--- WHAT YOU HAVE TO DO ---
Once the line with "Target: eyeglasses" is found, repeat exactly that line and every one after it until the data below ends, including the last line.

Content starts

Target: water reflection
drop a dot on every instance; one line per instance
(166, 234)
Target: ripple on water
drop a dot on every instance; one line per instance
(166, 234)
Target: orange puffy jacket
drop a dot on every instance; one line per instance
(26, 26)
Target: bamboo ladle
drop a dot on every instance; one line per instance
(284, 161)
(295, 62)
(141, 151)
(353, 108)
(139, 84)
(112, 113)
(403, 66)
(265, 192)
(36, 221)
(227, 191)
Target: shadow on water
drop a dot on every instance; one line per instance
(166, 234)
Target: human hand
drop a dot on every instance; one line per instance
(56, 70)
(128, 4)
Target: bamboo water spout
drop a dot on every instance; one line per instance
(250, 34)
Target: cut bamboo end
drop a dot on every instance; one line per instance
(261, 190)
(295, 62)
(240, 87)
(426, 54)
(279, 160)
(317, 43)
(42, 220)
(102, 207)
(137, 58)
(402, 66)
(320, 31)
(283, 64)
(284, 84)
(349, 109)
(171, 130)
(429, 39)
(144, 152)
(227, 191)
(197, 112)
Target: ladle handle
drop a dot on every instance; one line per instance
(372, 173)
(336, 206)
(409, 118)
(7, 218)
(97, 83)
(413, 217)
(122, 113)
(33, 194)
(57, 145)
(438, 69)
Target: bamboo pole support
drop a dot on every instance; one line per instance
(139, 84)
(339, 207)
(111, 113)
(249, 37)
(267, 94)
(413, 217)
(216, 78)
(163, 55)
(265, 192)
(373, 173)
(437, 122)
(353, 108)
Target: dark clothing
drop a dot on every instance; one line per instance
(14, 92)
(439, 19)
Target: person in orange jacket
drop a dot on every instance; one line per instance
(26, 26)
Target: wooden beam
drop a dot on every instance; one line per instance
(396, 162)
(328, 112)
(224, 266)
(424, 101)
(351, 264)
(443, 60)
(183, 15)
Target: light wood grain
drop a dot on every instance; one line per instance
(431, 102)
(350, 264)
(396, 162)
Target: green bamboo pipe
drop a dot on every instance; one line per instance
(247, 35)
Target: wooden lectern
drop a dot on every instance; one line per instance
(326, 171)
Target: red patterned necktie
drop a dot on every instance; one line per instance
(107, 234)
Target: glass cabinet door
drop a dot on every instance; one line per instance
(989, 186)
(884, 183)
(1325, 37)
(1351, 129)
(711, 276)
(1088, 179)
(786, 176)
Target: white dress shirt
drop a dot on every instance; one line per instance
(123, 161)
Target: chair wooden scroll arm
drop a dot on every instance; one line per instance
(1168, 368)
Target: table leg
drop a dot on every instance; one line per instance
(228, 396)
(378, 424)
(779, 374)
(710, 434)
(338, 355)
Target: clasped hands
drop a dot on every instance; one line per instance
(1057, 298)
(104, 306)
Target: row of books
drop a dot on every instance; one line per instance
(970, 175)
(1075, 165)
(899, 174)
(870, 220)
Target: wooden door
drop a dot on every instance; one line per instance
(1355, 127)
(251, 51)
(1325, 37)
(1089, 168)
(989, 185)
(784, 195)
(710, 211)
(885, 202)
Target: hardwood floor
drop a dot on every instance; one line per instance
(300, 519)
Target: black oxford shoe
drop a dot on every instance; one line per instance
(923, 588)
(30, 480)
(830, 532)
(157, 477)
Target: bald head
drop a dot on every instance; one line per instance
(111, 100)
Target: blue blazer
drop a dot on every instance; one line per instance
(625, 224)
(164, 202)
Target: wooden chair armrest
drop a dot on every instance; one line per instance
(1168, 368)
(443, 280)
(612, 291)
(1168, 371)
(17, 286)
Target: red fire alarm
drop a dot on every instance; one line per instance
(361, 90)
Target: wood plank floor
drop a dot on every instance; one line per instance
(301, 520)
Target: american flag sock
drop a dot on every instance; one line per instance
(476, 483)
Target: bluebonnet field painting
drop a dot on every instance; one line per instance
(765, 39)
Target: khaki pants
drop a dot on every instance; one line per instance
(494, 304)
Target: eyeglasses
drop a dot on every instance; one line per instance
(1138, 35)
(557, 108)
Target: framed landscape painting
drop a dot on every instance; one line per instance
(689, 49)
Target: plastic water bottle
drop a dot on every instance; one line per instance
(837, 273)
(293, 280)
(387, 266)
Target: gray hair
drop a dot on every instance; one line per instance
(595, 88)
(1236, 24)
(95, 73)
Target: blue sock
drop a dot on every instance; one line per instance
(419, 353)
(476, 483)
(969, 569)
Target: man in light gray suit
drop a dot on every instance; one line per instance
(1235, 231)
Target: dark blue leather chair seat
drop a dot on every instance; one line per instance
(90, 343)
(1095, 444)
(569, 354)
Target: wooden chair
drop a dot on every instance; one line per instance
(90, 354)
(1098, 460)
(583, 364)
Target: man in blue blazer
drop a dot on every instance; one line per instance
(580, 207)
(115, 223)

Content ends

--- EXERCISE OUTPUT ---
Target: eyeglasses
drop a dot on every instance; one line per instance
(1138, 35)
(557, 108)
Target: framed landscape painting
drop a dot on every instance; one line per instance
(689, 49)
Target: plastic water bottle
drop a dot on every instance; one line per instance
(837, 273)
(293, 280)
(387, 266)
Target: gray hair
drop a dot on every instance; one line per instance
(595, 88)
(1236, 24)
(95, 73)
Target: blue sock
drop a dot on every instance; one line per instance
(419, 353)
(476, 483)
(969, 569)
Target: man in light gray suit
drop a dot on every instance; one line per instance
(1235, 231)
Target: dark blue leather chair seat
drop a dot on every instance; one line per instance
(90, 343)
(1095, 444)
(569, 354)
Target: wooden chair
drop a dot on every instance; one line per instance
(90, 354)
(1098, 460)
(583, 364)
Target: man in blue blazer
drop a dot on every instance; one line per instance
(580, 207)
(115, 223)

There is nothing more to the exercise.